**Your goal:**
Omit every picture, and retype the lines that run from the beginning of the data below through the line containing "One marker per instance, like [1241,825].", inclusive.
── Material provided ──
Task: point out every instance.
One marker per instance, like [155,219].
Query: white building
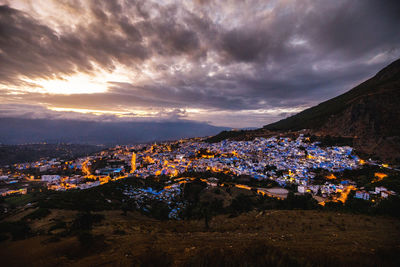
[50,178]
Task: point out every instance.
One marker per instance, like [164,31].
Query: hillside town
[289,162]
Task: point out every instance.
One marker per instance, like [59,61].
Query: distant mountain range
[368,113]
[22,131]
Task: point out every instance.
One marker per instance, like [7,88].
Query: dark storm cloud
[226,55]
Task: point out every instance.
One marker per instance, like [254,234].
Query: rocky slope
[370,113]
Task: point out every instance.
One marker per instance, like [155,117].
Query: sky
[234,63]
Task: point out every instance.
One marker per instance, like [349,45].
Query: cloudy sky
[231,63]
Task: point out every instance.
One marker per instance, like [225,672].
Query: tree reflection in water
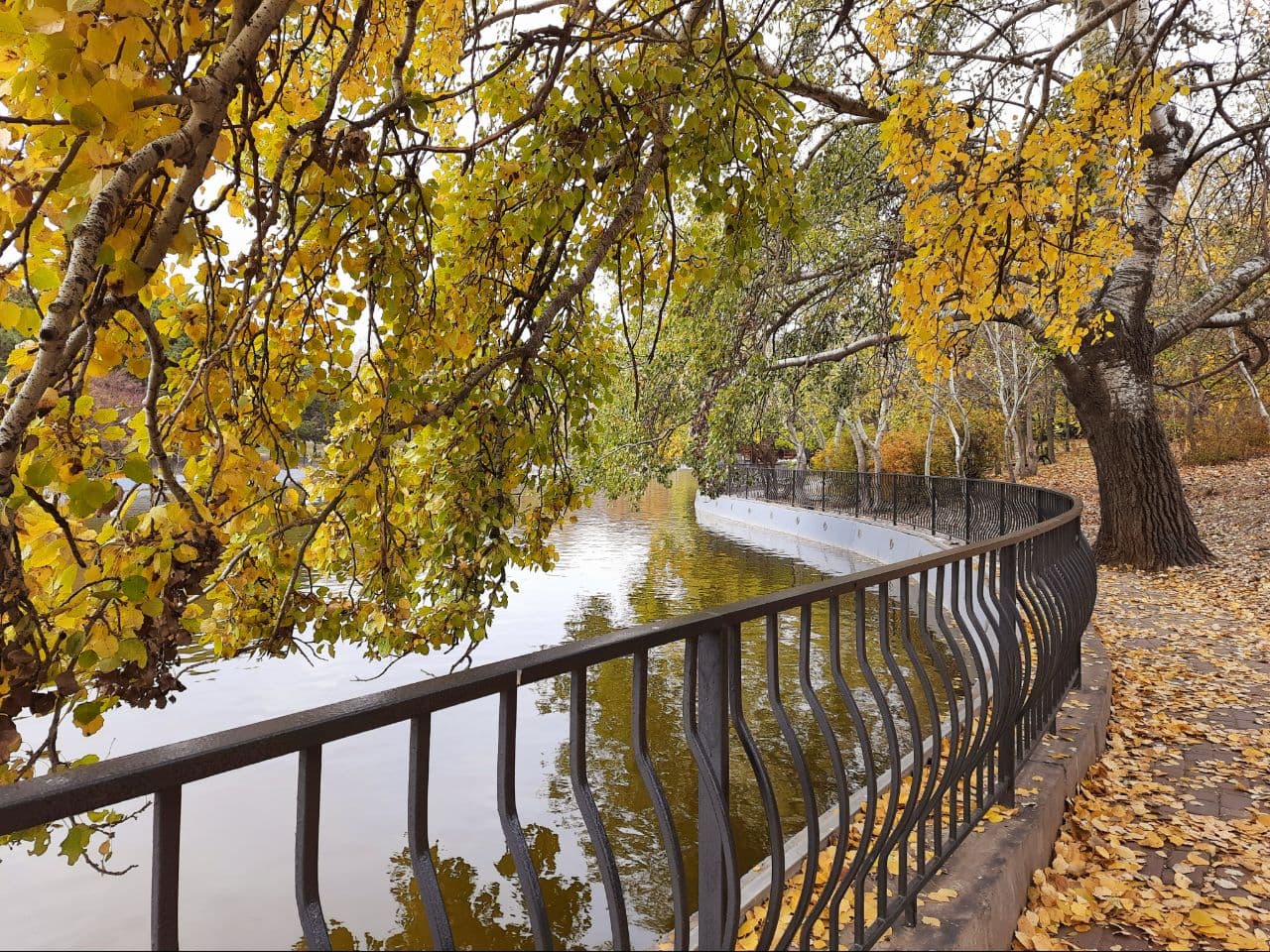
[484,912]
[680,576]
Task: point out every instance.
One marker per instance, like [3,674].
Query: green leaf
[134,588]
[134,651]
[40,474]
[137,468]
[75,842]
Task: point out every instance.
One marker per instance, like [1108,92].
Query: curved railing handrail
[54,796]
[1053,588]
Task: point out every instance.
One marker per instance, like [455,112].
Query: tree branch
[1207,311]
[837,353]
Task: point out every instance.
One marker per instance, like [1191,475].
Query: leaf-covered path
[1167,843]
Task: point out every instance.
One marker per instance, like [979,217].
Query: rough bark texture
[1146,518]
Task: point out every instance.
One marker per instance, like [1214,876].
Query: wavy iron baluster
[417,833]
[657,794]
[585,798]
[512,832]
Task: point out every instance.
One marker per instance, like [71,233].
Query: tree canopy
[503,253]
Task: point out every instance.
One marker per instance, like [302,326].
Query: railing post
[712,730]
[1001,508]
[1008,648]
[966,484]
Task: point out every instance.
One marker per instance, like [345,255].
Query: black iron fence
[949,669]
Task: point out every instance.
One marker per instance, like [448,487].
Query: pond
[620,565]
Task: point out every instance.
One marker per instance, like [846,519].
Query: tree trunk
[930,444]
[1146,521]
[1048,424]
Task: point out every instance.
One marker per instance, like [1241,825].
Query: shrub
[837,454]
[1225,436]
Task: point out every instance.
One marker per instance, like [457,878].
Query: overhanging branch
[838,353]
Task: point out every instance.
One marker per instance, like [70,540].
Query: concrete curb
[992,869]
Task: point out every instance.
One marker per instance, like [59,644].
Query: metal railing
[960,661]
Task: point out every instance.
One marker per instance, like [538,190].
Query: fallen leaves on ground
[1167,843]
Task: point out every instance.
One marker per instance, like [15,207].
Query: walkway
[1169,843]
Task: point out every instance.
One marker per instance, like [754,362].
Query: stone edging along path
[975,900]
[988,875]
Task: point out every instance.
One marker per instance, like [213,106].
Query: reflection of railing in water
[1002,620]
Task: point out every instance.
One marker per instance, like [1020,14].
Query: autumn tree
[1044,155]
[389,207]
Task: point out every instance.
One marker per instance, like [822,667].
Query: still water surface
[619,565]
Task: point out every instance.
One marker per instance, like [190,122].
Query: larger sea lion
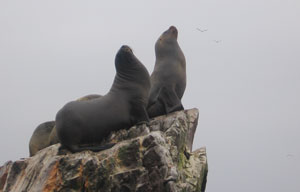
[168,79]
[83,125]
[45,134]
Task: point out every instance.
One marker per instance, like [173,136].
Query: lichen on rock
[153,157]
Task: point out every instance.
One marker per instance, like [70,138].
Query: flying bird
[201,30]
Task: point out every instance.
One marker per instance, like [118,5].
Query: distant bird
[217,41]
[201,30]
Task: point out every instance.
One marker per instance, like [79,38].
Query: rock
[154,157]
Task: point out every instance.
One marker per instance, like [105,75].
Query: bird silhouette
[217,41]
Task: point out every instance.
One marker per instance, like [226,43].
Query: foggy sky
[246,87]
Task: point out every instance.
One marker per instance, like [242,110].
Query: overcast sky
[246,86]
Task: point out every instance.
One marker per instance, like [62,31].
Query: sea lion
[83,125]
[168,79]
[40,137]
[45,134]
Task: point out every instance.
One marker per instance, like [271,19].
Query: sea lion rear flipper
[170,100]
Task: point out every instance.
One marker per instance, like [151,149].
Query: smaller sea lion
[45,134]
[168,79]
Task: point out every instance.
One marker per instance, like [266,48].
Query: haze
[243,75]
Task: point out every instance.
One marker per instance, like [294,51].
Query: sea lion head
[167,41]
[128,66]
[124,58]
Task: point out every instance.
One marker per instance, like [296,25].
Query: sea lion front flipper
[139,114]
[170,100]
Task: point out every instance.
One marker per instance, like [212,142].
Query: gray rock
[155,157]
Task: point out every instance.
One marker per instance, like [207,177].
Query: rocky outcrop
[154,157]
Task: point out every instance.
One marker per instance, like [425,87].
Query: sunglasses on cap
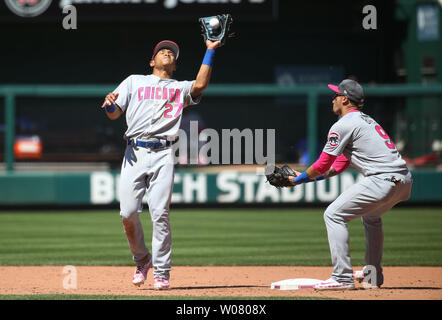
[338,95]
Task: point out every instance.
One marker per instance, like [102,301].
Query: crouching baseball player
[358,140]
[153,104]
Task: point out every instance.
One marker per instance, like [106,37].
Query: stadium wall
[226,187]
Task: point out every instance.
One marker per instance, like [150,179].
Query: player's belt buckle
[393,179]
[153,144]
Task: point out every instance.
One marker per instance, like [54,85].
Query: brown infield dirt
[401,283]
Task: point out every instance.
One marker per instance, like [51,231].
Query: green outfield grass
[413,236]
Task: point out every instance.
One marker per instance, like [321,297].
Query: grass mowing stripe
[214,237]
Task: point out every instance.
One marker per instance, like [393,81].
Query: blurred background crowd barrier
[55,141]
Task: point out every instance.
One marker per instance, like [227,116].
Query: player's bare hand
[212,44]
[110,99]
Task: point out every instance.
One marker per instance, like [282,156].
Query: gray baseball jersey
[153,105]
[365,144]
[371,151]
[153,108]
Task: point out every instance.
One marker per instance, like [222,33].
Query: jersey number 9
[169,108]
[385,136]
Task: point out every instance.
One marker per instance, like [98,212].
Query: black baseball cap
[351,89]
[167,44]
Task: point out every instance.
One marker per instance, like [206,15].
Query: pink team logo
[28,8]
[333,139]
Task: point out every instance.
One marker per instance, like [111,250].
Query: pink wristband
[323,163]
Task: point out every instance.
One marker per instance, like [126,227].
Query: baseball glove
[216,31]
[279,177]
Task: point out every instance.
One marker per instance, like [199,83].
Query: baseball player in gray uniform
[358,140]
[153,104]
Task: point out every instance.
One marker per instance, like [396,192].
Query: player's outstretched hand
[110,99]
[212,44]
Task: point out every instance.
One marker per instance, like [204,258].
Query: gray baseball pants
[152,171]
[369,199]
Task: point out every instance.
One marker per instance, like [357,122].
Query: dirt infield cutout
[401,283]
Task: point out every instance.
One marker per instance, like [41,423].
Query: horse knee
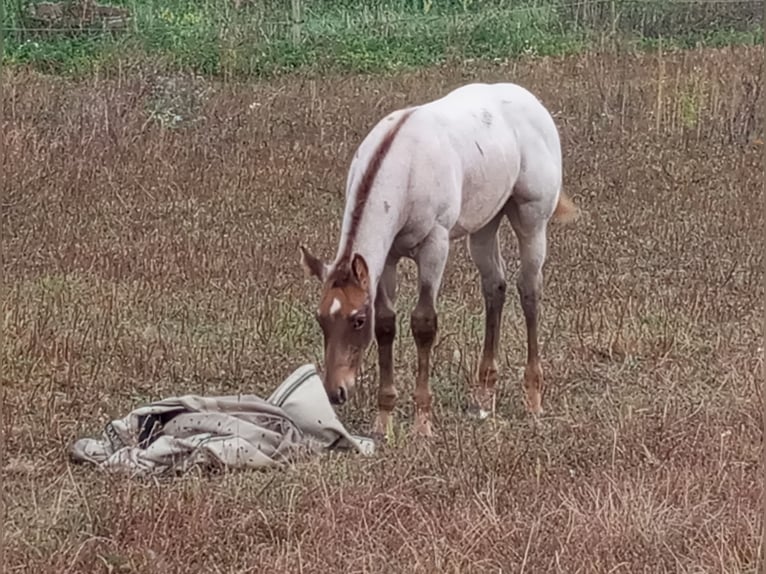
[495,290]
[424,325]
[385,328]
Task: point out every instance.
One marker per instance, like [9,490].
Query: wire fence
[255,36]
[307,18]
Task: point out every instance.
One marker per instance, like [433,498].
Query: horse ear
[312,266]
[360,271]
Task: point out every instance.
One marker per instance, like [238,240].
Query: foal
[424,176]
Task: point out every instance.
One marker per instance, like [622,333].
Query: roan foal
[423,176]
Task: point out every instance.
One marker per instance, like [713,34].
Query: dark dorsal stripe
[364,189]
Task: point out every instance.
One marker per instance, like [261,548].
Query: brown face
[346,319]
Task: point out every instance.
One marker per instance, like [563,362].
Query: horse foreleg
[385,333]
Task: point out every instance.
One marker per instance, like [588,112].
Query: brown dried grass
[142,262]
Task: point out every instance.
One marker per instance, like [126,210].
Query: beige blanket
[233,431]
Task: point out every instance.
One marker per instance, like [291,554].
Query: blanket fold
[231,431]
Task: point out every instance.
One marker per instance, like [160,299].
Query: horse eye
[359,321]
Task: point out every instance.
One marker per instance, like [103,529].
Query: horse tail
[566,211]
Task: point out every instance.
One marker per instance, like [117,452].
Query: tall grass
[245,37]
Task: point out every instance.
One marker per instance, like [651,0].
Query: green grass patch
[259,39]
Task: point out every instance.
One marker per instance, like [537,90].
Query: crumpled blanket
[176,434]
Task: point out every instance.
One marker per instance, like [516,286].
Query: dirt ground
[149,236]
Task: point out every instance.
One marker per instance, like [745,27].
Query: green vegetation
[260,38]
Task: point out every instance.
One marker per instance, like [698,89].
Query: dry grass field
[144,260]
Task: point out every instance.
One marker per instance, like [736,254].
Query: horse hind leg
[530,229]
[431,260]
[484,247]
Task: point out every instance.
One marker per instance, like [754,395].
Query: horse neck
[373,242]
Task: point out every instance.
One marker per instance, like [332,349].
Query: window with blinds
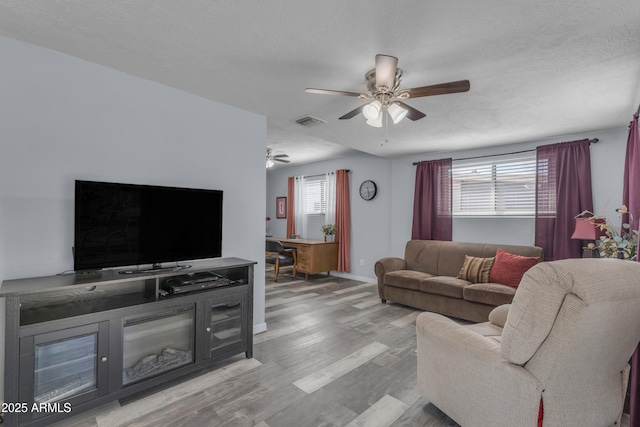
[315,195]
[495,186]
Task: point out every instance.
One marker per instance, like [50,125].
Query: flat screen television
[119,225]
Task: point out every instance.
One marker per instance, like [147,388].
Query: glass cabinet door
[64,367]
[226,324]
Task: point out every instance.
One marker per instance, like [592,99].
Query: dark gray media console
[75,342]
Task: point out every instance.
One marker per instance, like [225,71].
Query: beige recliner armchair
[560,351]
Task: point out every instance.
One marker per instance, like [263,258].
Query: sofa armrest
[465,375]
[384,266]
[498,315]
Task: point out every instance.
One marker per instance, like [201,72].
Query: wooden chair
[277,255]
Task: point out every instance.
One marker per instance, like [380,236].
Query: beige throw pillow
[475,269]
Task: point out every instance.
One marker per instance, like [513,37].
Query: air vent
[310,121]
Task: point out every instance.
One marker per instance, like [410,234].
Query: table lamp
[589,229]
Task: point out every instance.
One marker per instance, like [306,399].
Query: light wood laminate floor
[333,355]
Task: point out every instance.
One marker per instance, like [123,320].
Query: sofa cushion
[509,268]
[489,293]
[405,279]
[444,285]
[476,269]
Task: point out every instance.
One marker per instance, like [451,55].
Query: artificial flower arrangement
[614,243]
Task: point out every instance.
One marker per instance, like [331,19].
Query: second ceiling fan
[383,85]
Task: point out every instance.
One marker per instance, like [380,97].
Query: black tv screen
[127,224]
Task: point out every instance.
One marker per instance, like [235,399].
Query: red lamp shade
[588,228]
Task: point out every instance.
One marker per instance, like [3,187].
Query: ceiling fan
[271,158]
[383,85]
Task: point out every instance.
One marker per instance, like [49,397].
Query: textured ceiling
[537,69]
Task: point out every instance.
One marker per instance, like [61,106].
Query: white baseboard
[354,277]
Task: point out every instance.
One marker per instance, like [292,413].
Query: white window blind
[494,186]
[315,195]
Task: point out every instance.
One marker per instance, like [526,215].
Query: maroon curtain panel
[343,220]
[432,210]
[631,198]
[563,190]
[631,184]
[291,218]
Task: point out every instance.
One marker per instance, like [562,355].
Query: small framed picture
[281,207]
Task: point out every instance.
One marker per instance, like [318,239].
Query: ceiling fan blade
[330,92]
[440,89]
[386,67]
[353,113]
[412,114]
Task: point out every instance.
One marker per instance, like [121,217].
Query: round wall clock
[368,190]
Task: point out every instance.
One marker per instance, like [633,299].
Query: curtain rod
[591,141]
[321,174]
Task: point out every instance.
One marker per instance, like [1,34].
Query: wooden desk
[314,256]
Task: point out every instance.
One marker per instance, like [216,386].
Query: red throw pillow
───
**Written solution:**
Task: point out every instance.
One marker per instance, like [155,219].
Query: white building
[50,178]
Task: point out every instance.
One marker per instance, like [164,31].
Query: hillside town
[289,162]
Task: point out every instance.
One marker per instance, like [59,61].
Query: distant mountain range
[368,113]
[22,131]
Task: point out every instance.
One marker per instance, like [7,88].
Query: dark storm cloud
[226,55]
Task: point out every instance.
One marker per instance, like [254,234].
Query: rocky slope
[370,113]
Task: point out every instance.
One marker per instance, like [155,117].
Query: sky
[234,63]
Task: point out every instance.
One marker per instance, like [349,45].
Query: cloudy sky
[231,63]
Task: point out every instance.
One marker per instance, like [225,672].
Query: tree reflection in water
[484,912]
[680,576]
Task: point out every instance.
One marker per instance, like [3,674].
Query: green leaf
[134,588]
[134,651]
[40,474]
[137,468]
[75,842]
Task: point out every instance.
One marker per instance, like [1108,92].
Query: curved railing handrail
[54,796]
[1053,588]
Task: point out every instance.
One marker per instance, like [455,112].
Query: tree branch
[1207,311]
[837,353]
Task: point out every instance.
One marker per instance, like [1191,475].
Query: leaf-covered path
[1167,843]
Task: point out every instance.
One marker per instance, like [979,217].
Query: rough bark texture
[1146,518]
Task: point out every instance.
One marker per instance, like [1214,876].
Query: wavy iron baluster
[417,833]
[657,794]
[585,798]
[512,832]
Task: point out every instance.
One marker per instance, like [71,233].
Query: tree canopy
[503,253]
Task: point out every instance.
One marker per instance, like [302,326].
Query: railing post
[712,730]
[1001,508]
[1008,648]
[966,484]
Task: point out every instance.
One marker per instance, like [345,255].
Query: black iron fence
[949,669]
Task: point out every instance.
One marker per instance, like [448,487].
Query: pond
[620,565]
Task: point out every instance.
One marker per instance, like [846,519].
Query: tree trunk
[930,444]
[1146,521]
[1048,424]
Task: point out every instance.
One marker per instance, like [1241,825].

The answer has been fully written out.